* DATA FOR ANALYSIS *
▼
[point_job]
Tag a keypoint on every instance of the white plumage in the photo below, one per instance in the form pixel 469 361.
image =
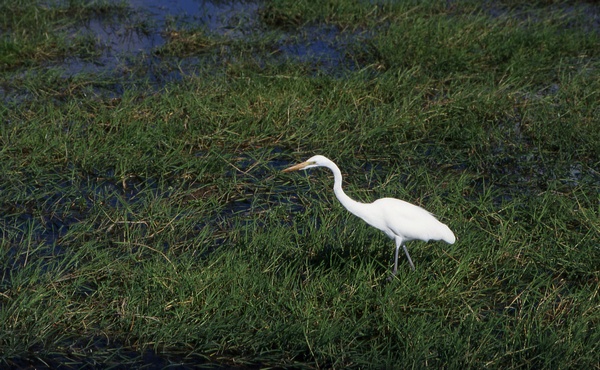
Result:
pixel 399 220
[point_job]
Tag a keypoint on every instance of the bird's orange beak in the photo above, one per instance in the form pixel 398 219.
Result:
pixel 297 167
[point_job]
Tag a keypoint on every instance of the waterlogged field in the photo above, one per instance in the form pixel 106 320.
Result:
pixel 146 221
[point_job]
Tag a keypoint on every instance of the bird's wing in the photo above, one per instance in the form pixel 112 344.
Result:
pixel 411 222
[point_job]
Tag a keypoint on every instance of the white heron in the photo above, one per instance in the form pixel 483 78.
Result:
pixel 399 220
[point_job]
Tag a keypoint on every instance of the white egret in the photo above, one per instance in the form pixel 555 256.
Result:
pixel 399 220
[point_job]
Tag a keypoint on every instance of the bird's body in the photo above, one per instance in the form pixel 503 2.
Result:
pixel 399 220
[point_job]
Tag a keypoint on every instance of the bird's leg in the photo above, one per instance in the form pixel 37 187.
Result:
pixel 407 256
pixel 396 259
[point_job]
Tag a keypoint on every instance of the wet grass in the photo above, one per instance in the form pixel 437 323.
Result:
pixel 146 221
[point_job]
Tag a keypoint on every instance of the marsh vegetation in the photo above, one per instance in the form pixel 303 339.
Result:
pixel 145 220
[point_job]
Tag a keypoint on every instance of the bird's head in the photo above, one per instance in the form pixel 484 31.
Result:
pixel 316 161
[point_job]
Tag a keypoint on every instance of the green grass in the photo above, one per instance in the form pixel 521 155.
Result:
pixel 157 219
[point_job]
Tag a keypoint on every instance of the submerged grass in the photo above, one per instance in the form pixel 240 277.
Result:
pixel 156 219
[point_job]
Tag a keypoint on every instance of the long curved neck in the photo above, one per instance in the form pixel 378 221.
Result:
pixel 350 204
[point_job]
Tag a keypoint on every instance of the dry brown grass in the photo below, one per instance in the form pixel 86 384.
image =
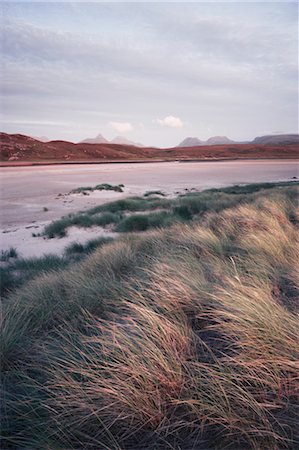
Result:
pixel 182 338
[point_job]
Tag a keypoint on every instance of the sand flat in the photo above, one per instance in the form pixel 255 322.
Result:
pixel 26 191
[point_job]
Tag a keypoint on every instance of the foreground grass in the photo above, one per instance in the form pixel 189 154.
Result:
pixel 178 338
pixel 118 214
pixel 98 187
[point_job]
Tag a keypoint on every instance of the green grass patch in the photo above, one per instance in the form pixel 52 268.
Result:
pixel 182 337
pixel 151 193
pixel 7 254
pixel 98 187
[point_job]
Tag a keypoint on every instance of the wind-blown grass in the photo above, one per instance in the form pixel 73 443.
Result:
pixel 185 207
pixel 183 337
pixel 98 187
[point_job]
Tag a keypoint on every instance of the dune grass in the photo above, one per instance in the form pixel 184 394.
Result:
pixel 183 337
pixel 98 187
pixel 183 208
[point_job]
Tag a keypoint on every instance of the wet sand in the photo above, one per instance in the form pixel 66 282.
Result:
pixel 26 191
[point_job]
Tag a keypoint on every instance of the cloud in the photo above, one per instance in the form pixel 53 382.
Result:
pixel 121 127
pixel 170 121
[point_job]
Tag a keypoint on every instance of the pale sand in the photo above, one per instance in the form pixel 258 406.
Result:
pixel 25 191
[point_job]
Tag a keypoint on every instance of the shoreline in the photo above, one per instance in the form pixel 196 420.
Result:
pixel 137 161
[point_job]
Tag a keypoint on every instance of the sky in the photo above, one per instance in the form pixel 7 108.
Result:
pixel 154 72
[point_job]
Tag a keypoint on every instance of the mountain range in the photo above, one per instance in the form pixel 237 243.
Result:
pixel 19 149
pixel 278 139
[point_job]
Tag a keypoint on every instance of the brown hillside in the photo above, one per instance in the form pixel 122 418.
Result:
pixel 17 148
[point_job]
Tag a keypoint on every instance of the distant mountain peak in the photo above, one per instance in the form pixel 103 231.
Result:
pixel 99 139
pixel 191 142
pixel 122 140
pixel 214 140
pixel 218 140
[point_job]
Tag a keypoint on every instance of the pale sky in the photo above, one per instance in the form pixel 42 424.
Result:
pixel 154 72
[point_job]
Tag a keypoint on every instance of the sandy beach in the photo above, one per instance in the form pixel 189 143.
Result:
pixel 31 197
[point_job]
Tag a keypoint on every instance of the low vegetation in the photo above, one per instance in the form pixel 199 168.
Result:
pixel 98 187
pixel 190 206
pixel 149 193
pixel 182 337
pixel 8 254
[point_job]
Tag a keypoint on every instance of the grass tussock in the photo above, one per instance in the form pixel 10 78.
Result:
pixel 190 206
pixel 183 337
pixel 98 187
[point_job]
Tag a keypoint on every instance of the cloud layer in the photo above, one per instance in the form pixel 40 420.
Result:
▲
* EXERCISE *
Copy the whole of the material above exactly, and exclude every picture.

* SOLUTION FOR THIS TASK *
[point_job]
Tag a keypoint on every instance of the white plumage in the photo below, one per instance in the form pixel 469 361.
image =
Result:
pixel 399 220
[point_job]
Tag a keypoint on every instance of the bird's orange beak in the photo above, one per instance in the form pixel 398 219.
Result:
pixel 297 167
[point_job]
Tag a keypoint on every instance of the waterlogged field in the photo above, one per instance in the form pixel 106 320.
Result:
pixel 146 221
[point_job]
Tag a keypoint on every instance of the bird's wing in the photo above, one per instance in the form pixel 112 344.
Result:
pixel 411 222
[point_job]
Tag a keypoint on every instance of the white heron in the photo above, one per instance in the form pixel 483 78.
Result:
pixel 399 220
[point_job]
Tag a keypoint on every instance of the white egret in the photo above, one per instance in the form pixel 555 256.
Result:
pixel 399 220
[point_job]
Tag a keypoint on every instance of the bird's body in the photo above, one per instance in the form pixel 503 2.
Result:
pixel 399 220
[point_job]
Tag a keypoint on every instance of the bird's leg in the photo above, one per instance in the form pixel 37 187.
Result:
pixel 407 256
pixel 396 259
[point_job]
Tag a keypoint on every instance of the wet grass in the photo above, one per instance in the form pixel 437 323.
Result:
pixel 146 221
[point_job]
Tag a keypoint on every instance of the marsh vegetation in the photo above, one per instance in the form pixel 303 339.
Result:
pixel 145 220
[point_job]
Tag a keypoint on every instance of the bird's head in the photo above, one per instance in the form pixel 484 31.
Result:
pixel 316 161
[point_job]
Tag a keypoint on every instance of the green grass in the photo above, one per instance in the form pixel 521 155.
Result:
pixel 157 219
[point_job]
Tag a keypoint on every instance of the submerged grass in the photo above, one per instance in the form pixel 240 277.
Result:
pixel 156 219
[point_job]
Tag a keypoint on every instance of the long curved neck in the photo above, one per instance in the form pixel 378 221.
Result:
pixel 350 204
[point_job]
Tag a keypoint on every instance of the dry brown grass in the photo below, one per instance in the form pixel 86 384.
image =
Result:
pixel 182 338
[point_job]
Tag a keypoint on every instance of the sand flat in the photo above, one per instance in the form pixel 255 322.
Result:
pixel 26 191
[point_job]
Tag a keypoint on every instance of the foreground grass in the photo above, one per instance in the form pixel 189 154.
Result:
pixel 178 338
pixel 118 214
pixel 98 187
[point_job]
Tag a keypoint on every instance of the green grass patch in the photo above, one per instance in the form pixel 52 268.
Result:
pixel 182 337
pixel 151 193
pixel 7 254
pixel 98 187
[point_job]
Tag a keypoint on every instance of the wind-blown grass in the photo above, one per instance in the form pixel 73 443.
Result:
pixel 185 207
pixel 183 337
pixel 98 187
[point_job]
Tag a keypoint on every instance of the dune grass in the photo above, one per instance in the form pixel 184 394.
Result:
pixel 183 337
pixel 98 187
pixel 183 208
[point_job]
Tag a keypoint on every instance of the wet sand in the photo above, one per instance in the form pixel 66 282.
Result:
pixel 26 191
[point_job]
Tag a keypoint on every instance of the cloud in the photo above, one per instance in the form pixel 53 382.
Result:
pixel 121 127
pixel 170 121
[point_job]
Tag a keypoint on every instance of the pale sand in the photo above, one per instance in the form pixel 258 406.
Result:
pixel 25 191
[point_job]
Tag a keypoint on every instance of the shoreline in the photo above, one per instance in the form pixel 196 420.
Result:
pixel 137 161
[point_job]
Tag a keypoint on every instance of the sky in the photo above, one per instance in the form pixel 7 108.
Result:
pixel 154 72
[point_job]
Tag a keypoint on every instance of the mountain range in the photo above, one per instance in the form pixel 237 243.
Result:
pixel 19 149
pixel 278 139
[point_job]
Tag a keypoint on every instance of the brown hillside in the photo above, one per instance in the form pixel 122 418.
Result:
pixel 17 148
[point_job]
Tag a keypoint on every instance of the distant mountain peak in the photo above, one per instance in the form pixel 103 231.
Result:
pixel 99 139
pixel 191 142
pixel 122 140
pixel 214 140
pixel 218 140
[point_job]
Tag a keypoint on every instance of the pale sky in the photo above, one per instance in the form pixel 42 424.
Result:
pixel 154 72
[point_job]
Tag a keypoint on every instance of the sandy beach in the photo above, one per instance in the form pixel 189 143.
Result:
pixel 31 197
[point_job]
Tag a keypoint on every instance of the low vegetation in the photo above, one per instance in the form pixel 199 168.
Result:
pixel 98 187
pixel 190 206
pixel 149 193
pixel 182 337
pixel 8 254
[point_job]
Tag a keypoint on every instance of the grass tussock in the photo above, one per instance in the form pixel 10 78.
Result:
pixel 190 206
pixel 183 337
pixel 98 187
[point_job]
Tag a keypoint on every instance of the cloud layer in the photo above, one per instance in the form pixel 40 420.
Result:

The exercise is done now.